# Instructions for the task
Everything from the line containing "Target: window with white frame" to the last line of the entries must be reproduced exactly, and nothing outside that range.
(Input material)
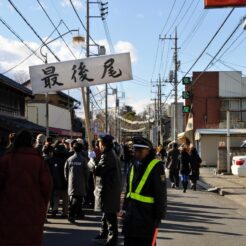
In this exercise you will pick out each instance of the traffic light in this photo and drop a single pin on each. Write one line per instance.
(186, 109)
(186, 80)
(186, 94)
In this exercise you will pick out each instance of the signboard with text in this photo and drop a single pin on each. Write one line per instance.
(80, 73)
(224, 3)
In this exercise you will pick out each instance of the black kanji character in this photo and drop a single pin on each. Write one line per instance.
(83, 73)
(108, 68)
(51, 77)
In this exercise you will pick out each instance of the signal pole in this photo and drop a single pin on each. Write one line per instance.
(175, 83)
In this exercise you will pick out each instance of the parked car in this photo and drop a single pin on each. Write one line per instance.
(239, 165)
(243, 144)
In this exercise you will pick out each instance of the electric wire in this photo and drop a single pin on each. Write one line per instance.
(34, 31)
(53, 24)
(168, 18)
(22, 61)
(214, 57)
(209, 43)
(186, 24)
(22, 41)
(180, 10)
(81, 22)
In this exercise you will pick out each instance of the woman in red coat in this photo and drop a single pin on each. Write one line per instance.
(25, 188)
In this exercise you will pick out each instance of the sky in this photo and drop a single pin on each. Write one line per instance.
(132, 26)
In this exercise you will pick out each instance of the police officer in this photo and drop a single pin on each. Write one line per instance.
(145, 201)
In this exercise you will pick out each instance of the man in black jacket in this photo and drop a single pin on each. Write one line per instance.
(173, 165)
(107, 190)
(145, 202)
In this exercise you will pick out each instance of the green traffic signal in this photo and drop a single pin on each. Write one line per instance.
(186, 80)
(186, 109)
(186, 95)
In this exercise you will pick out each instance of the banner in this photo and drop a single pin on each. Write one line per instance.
(80, 73)
(224, 3)
(135, 122)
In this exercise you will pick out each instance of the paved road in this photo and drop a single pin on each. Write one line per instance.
(195, 218)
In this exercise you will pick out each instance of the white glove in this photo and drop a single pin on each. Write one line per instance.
(91, 154)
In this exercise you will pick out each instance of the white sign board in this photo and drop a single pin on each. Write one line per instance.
(80, 73)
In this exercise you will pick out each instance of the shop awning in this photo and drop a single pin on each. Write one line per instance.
(15, 124)
(63, 132)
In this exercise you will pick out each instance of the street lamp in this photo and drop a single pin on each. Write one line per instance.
(76, 39)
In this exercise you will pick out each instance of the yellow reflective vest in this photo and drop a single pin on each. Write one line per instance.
(136, 195)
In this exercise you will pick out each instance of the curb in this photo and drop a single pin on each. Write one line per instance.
(211, 188)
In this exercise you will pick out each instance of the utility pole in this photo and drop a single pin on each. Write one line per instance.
(175, 86)
(88, 50)
(175, 83)
(160, 111)
(106, 108)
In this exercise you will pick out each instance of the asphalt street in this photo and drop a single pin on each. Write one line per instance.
(194, 218)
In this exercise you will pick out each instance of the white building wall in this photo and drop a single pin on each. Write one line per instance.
(231, 84)
(180, 118)
(58, 117)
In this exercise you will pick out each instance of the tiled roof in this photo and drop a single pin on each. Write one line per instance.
(13, 84)
(15, 124)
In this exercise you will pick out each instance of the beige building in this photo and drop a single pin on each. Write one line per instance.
(60, 115)
(207, 142)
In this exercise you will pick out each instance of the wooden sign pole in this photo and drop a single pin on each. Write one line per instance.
(87, 119)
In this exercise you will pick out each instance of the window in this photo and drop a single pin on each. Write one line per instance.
(235, 104)
(237, 109)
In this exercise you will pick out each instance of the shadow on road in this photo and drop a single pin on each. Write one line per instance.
(194, 219)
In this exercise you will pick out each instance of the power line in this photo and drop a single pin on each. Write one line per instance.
(33, 53)
(177, 16)
(214, 57)
(187, 11)
(168, 18)
(53, 24)
(195, 28)
(211, 40)
(233, 42)
(156, 56)
(189, 19)
(76, 12)
(34, 31)
(22, 41)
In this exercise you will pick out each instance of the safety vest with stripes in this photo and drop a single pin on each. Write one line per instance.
(136, 195)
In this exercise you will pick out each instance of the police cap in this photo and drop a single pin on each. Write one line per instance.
(141, 142)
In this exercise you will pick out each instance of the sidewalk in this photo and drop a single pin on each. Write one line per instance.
(231, 186)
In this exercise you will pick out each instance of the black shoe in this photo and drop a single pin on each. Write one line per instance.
(100, 237)
(54, 213)
(111, 243)
(71, 220)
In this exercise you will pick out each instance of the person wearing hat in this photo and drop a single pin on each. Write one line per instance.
(145, 202)
(107, 191)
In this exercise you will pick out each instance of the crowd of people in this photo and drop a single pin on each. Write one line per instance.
(184, 162)
(40, 177)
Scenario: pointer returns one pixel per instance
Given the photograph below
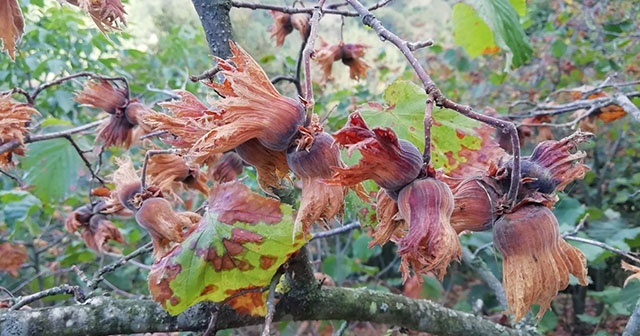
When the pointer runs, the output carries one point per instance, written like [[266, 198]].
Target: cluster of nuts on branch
[[421, 210]]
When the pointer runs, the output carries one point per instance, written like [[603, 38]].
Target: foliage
[[548, 45]]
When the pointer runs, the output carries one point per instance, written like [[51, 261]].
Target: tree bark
[[107, 316], [215, 19]]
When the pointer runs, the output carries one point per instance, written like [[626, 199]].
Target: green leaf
[[475, 21], [404, 113], [52, 167], [238, 245]]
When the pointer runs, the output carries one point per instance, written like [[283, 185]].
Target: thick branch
[[105, 316]]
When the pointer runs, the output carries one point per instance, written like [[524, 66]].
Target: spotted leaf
[[237, 247]]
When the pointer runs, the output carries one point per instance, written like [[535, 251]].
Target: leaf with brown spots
[[11, 25], [239, 244]]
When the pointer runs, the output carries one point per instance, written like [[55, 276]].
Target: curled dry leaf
[[431, 242], [635, 269], [311, 162], [14, 119], [165, 226], [13, 256], [108, 15], [390, 162], [11, 25], [349, 53], [536, 260], [251, 108], [271, 166]]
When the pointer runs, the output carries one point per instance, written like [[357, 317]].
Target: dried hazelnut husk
[[391, 162], [536, 259], [431, 242], [475, 205], [251, 108], [552, 166]]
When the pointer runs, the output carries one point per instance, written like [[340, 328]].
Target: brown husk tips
[[285, 23], [431, 242], [536, 259], [251, 108], [312, 161]]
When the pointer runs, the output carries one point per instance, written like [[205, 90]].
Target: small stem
[[48, 136], [306, 58]]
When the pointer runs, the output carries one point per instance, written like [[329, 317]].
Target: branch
[[293, 10], [440, 100], [106, 316], [7, 146]]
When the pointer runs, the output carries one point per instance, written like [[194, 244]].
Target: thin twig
[[98, 276], [48, 136], [306, 58], [293, 10], [147, 157], [339, 230], [440, 100]]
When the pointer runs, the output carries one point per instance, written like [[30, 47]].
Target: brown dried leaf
[[14, 118], [165, 226], [431, 242], [11, 25], [635, 269]]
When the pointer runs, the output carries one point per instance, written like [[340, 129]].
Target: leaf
[[471, 32], [450, 133], [11, 25], [16, 205], [13, 256], [499, 17], [238, 246], [52, 167]]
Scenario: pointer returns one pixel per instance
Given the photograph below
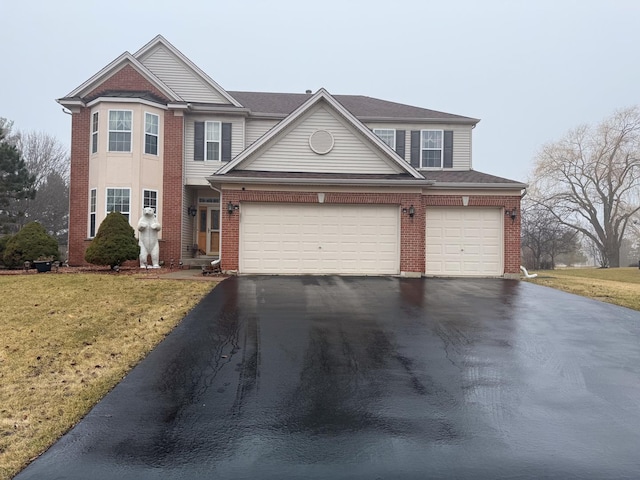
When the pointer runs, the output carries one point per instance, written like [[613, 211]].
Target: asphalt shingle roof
[[359, 105]]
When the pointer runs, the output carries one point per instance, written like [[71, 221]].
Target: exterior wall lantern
[[231, 208], [411, 211]]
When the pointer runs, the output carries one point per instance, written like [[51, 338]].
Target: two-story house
[[276, 183]]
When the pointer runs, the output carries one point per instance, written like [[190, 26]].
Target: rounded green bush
[[114, 243], [31, 243]]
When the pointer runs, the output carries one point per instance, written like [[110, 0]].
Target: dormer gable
[[179, 73], [321, 136]]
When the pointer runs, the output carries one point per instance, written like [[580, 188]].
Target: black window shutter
[[447, 160], [415, 148], [198, 141], [400, 143], [226, 142]]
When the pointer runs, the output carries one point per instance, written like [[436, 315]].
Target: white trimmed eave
[[159, 39], [322, 94], [222, 179], [114, 67], [476, 186]]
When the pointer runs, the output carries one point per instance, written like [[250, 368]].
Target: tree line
[[34, 182], [584, 196]]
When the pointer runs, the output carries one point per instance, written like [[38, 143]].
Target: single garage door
[[319, 239], [464, 241]]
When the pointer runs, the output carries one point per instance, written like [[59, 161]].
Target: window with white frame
[[151, 122], [94, 132], [387, 135], [119, 200], [92, 213], [431, 149], [212, 140], [150, 199], [120, 125]]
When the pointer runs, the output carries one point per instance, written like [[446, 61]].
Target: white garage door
[[464, 241], [319, 239]]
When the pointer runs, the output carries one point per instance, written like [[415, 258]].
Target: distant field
[[620, 286]]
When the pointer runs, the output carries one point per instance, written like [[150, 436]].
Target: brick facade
[[412, 235], [125, 79], [511, 232]]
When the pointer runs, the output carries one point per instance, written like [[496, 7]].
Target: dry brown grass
[[620, 286], [66, 340]]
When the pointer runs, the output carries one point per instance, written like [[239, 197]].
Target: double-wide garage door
[[464, 241], [319, 239]]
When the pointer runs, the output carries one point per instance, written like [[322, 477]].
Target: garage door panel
[[322, 239], [464, 241]]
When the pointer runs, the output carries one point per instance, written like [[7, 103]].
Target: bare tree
[[590, 180], [544, 238]]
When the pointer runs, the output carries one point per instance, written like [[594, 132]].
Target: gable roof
[[321, 96], [362, 107], [158, 42], [125, 59]]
(End Input material)
# Written solution
Target: window with white frame
[[151, 122], [94, 132], [387, 135], [119, 200], [92, 213], [431, 149], [212, 140], [150, 199], [120, 125]]
When the pointer runs, the output carries one point per instance, written like [[446, 61]].
Target: white garage door
[[464, 241], [319, 239]]
When the pointer runs, the output carries one point per instance, written like [[415, 258]].
Target: distant field
[[620, 286]]
When the pointer runs, the output carries one point per instance, written like [[150, 436]].
Target: brick facade
[[412, 235], [125, 79], [511, 232]]
When the pointer runs, the output carries one point per instance, written like [[496, 7]].
Target: dry brown grass
[[620, 286], [66, 340]]
When the pointer runs, the output carries one point per instance, written like [[239, 197]].
Target: double-wide garage door
[[464, 241], [319, 239]]
When the pointer runs, the output carries one point per instance, written like [[322, 477]].
Target: garage door panel
[[322, 239], [464, 241]]
When the pointer runs, the output carries one point per instance, written like [[7, 103]].
Target: bare tree
[[590, 180], [544, 238]]
When the pointer runs, the output carries one point per instance, written like [[594, 132]].
Target: gable roof
[[321, 96], [362, 107], [158, 42], [125, 59]]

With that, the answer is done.